> Records shown:
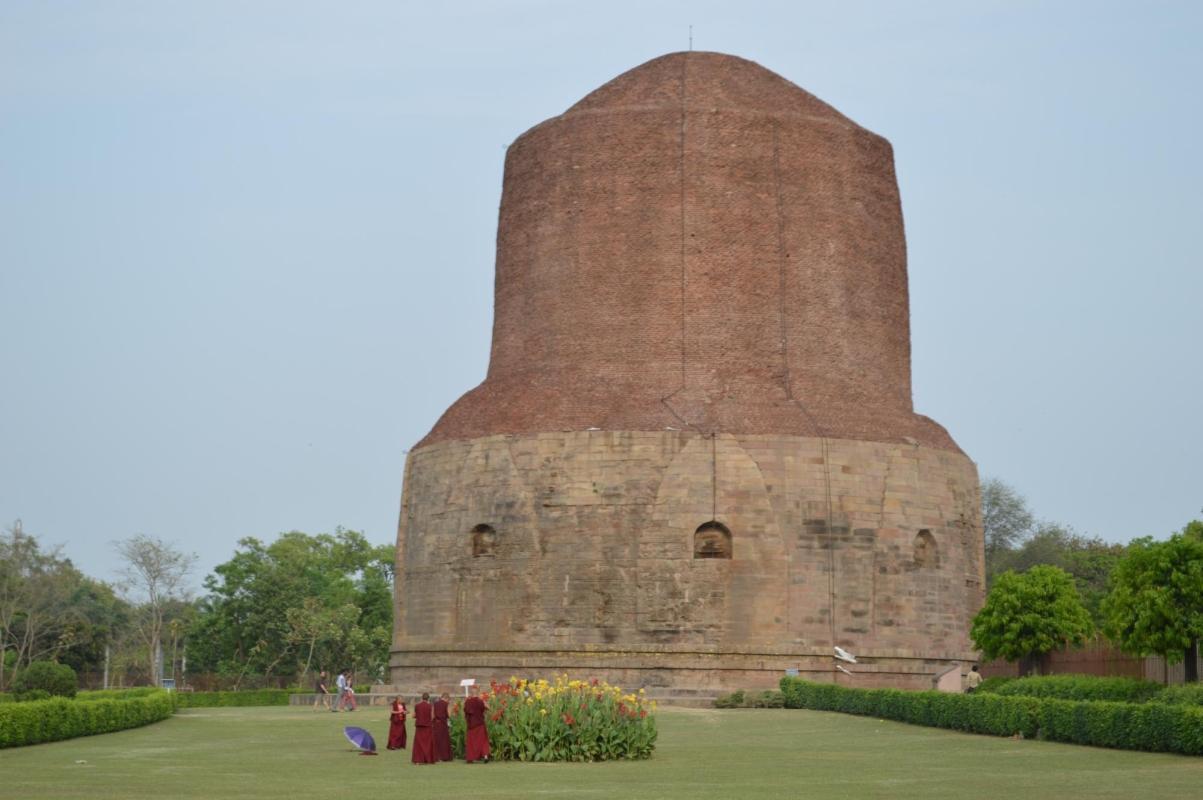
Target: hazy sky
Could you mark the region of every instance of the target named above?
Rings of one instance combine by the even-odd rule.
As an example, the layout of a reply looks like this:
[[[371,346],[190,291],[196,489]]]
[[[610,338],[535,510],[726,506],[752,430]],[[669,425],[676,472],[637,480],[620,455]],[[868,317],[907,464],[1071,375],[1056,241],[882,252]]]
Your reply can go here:
[[[914,403],[1044,518],[1203,508],[1203,4],[0,0],[0,523],[334,526],[478,384],[505,147],[741,55],[894,144]]]

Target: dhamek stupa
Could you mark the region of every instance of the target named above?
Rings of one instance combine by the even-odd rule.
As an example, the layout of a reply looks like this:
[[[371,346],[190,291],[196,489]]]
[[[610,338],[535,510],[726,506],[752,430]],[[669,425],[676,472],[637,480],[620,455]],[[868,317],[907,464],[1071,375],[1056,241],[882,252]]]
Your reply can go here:
[[[654,59],[510,146],[494,291],[485,381],[405,464],[395,683],[973,657],[977,470],[912,408],[889,142],[751,61]]]

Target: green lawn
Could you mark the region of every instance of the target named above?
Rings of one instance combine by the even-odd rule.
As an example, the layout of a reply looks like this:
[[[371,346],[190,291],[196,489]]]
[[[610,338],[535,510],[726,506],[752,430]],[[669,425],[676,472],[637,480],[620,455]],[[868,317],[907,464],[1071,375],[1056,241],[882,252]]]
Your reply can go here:
[[[195,709],[148,728],[0,751],[0,798],[1203,796],[1203,758],[971,736],[816,711],[662,710],[648,762],[438,764],[350,752],[383,709]],[[410,729],[413,733],[413,729]]]

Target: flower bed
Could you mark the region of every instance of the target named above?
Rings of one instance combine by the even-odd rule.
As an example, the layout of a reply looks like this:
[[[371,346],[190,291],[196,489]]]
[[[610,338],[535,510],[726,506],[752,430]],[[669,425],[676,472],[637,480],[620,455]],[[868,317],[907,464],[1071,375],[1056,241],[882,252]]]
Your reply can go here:
[[[609,762],[650,758],[656,748],[656,703],[603,681],[555,682],[511,677],[491,682],[488,743],[497,760]],[[463,757],[463,701],[451,706],[451,746]]]

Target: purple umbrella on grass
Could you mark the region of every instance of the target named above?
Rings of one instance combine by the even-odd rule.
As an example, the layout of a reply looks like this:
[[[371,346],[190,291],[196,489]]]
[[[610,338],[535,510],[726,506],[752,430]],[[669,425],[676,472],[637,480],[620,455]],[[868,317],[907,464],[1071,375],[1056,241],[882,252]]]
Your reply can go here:
[[[368,731],[355,725],[346,725],[343,728],[343,735],[360,748],[360,755],[375,755],[375,740]]]

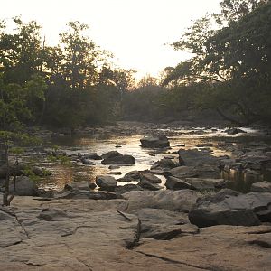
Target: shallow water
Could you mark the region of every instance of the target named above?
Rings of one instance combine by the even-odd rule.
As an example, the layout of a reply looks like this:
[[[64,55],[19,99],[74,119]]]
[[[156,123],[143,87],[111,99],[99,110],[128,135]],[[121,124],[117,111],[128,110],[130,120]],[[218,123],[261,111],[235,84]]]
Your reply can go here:
[[[66,183],[74,181],[95,182],[95,177],[99,174],[107,174],[109,172],[121,172],[121,175],[113,175],[116,179],[124,176],[126,173],[133,170],[146,170],[158,160],[166,156],[174,156],[173,154],[180,148],[193,149],[197,148],[202,152],[207,152],[215,156],[234,156],[230,152],[221,147],[218,144],[230,142],[233,144],[244,144],[250,141],[259,140],[262,134],[259,131],[245,129],[248,134],[241,136],[229,136],[223,133],[223,130],[218,129],[211,131],[202,128],[187,129],[160,129],[154,133],[164,133],[168,136],[171,149],[145,149],[140,146],[140,138],[143,135],[132,135],[129,136],[61,136],[51,139],[51,145],[58,145],[61,150],[67,153],[68,155],[77,154],[78,152],[83,154],[97,153],[101,155],[107,152],[117,150],[123,154],[131,154],[136,158],[136,164],[131,166],[120,166],[119,169],[109,170],[109,165],[101,164],[100,161],[94,161],[95,165],[84,165],[80,163],[72,162],[70,165],[60,163],[49,163],[44,157],[32,154],[32,157],[36,157],[36,164],[45,167],[52,172],[51,176],[48,176],[40,182],[40,186],[44,189],[61,190]],[[194,132],[192,132],[194,131]],[[154,134],[155,134],[154,133]],[[262,140],[262,138],[260,139]],[[197,147],[199,144],[211,144],[210,147]],[[121,147],[116,147],[117,145]],[[164,183],[164,177],[158,176]],[[118,185],[124,185],[126,182],[118,182]],[[130,182],[133,183],[133,182]]]

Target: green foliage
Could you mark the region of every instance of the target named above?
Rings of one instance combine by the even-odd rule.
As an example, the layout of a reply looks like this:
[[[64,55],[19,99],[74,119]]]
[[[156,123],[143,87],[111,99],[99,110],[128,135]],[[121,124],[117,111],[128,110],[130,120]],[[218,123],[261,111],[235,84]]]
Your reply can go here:
[[[270,122],[271,3],[224,0],[220,6],[220,14],[196,21],[173,44],[193,56],[165,70],[162,84],[171,89],[165,104],[181,107],[177,97],[186,88],[192,92],[186,94],[187,104],[194,108],[213,108],[243,124]]]

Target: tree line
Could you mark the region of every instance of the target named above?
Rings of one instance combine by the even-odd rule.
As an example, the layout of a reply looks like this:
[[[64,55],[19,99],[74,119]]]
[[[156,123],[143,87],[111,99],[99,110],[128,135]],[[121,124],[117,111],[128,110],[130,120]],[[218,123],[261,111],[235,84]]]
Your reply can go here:
[[[191,59],[136,83],[135,71],[116,68],[112,54],[67,23],[48,46],[35,21],[0,23],[0,130],[20,125],[70,127],[116,119],[182,118],[216,111],[237,123],[271,121],[271,3],[223,0],[220,13],[195,21],[175,50]]]

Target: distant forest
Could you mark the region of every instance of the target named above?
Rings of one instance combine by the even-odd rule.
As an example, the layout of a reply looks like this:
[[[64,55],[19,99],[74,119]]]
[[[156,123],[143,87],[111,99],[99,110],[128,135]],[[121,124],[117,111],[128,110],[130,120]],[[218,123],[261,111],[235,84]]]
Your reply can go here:
[[[193,23],[175,50],[192,53],[161,78],[135,71],[67,23],[51,47],[35,21],[0,22],[0,130],[69,127],[117,119],[162,121],[209,112],[234,124],[271,123],[271,2],[224,0],[220,13]],[[159,57],[159,56],[157,56]]]

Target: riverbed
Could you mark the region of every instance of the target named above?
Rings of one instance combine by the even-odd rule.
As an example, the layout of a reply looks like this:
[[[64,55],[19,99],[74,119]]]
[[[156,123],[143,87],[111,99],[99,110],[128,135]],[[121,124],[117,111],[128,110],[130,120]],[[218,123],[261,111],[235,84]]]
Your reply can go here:
[[[117,132],[116,129],[114,130],[115,133],[112,135],[107,129],[104,133],[99,130],[98,133],[92,132],[90,135],[56,135],[50,139],[46,151],[50,152],[52,145],[57,145],[68,156],[75,157],[78,153],[81,154],[97,153],[101,155],[107,152],[117,150],[123,154],[133,155],[136,162],[134,165],[120,166],[118,169],[110,170],[108,165],[104,165],[98,160],[93,161],[94,165],[83,164],[79,161],[71,161],[67,164],[60,162],[50,162],[46,156],[39,152],[29,152],[27,157],[31,157],[33,164],[52,173],[51,176],[44,177],[40,181],[40,187],[45,190],[60,191],[63,189],[65,184],[72,182],[88,181],[94,182],[97,175],[110,174],[111,172],[118,172],[117,175],[113,175],[118,179],[134,170],[148,170],[156,161],[164,157],[177,160],[178,154],[176,153],[181,148],[185,150],[197,149],[221,159],[231,159],[239,154],[240,146],[244,148],[246,145],[268,145],[271,142],[270,136],[266,136],[261,130],[253,128],[241,128],[246,133],[238,135],[228,135],[225,128],[221,127],[157,128],[145,125],[143,128],[136,129],[134,133],[125,133],[126,128],[126,126],[120,126]],[[167,136],[171,144],[170,148],[142,148],[140,139],[146,134]],[[160,175],[159,178],[162,179],[162,186],[164,186],[164,177]],[[124,185],[126,183],[122,182],[117,184]]]

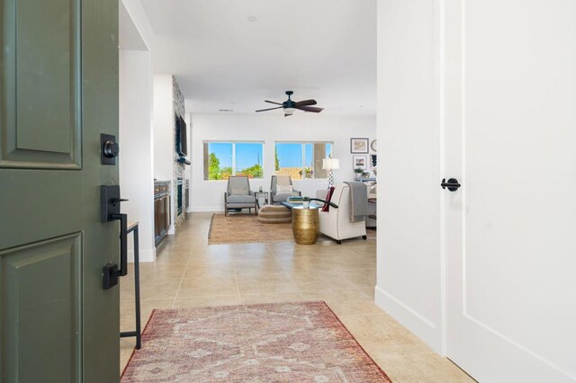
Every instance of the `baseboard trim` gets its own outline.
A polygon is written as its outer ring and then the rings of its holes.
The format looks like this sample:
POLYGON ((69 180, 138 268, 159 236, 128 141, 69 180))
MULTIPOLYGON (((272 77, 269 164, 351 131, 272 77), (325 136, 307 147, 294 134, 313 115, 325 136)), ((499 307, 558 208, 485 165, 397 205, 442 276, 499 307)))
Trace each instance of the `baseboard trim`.
POLYGON ((224 207, 223 206, 193 206, 191 210, 196 211, 196 212, 223 212, 224 211, 224 207))
MULTIPOLYGON (((156 261, 156 249, 148 249, 148 250, 140 250, 138 252, 138 255, 140 258, 140 263, 142 262, 154 262, 156 261)), ((134 251, 129 250, 128 252, 128 262, 130 263, 134 263, 134 251)))
POLYGON ((374 303, 414 333, 435 352, 442 352, 441 331, 433 321, 380 286, 374 288, 374 303))

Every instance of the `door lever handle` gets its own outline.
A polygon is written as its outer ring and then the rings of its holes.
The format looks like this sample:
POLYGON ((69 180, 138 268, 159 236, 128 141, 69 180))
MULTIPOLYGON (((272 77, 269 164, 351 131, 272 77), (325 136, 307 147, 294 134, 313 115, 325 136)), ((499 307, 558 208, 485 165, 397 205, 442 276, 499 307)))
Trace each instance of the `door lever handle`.
POLYGON ((440 186, 442 186, 442 189, 448 188, 450 192, 455 192, 462 185, 460 184, 460 183, 458 183, 458 180, 456 180, 455 178, 450 178, 447 183, 446 183, 446 179, 443 178, 442 183, 440 183, 440 186))

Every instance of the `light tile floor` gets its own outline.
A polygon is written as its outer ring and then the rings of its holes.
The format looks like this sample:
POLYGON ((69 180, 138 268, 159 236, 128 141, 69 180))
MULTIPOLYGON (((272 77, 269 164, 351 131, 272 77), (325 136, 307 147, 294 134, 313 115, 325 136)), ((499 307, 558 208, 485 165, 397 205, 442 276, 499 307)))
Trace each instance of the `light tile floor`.
MULTIPOLYGON (((193 213, 140 264, 142 326, 153 308, 324 300, 396 383, 472 382, 374 304, 376 240, 207 244, 211 213, 193 213)), ((133 272, 121 281, 121 330, 134 329, 133 272)), ((123 370, 134 338, 121 339, 123 370)))

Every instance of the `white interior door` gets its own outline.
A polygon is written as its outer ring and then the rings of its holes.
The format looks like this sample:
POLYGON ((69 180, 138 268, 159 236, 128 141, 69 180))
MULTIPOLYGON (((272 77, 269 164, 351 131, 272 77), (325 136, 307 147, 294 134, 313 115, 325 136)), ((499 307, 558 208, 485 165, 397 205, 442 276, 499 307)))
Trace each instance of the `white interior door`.
POLYGON ((576 1, 446 0, 447 356, 576 380, 576 1))

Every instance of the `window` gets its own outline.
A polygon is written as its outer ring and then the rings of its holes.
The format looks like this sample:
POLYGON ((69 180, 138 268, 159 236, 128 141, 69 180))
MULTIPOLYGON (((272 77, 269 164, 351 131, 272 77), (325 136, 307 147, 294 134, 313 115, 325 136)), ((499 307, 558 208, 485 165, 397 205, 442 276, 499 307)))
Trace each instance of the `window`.
POLYGON ((263 151, 262 142, 204 142, 204 180, 262 178, 263 151))
POLYGON ((332 155, 331 142, 276 142, 274 174, 289 174, 292 179, 328 178, 322 159, 332 155))

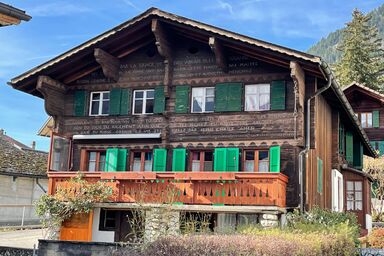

> What this task involves: Which lines in the rows above contain the string "trim", with case counting? List every such line in full.

> Finished task:
Every instance of the `baseboard trim` gets its own outline.
Trace each instance of the `baseboard trim`.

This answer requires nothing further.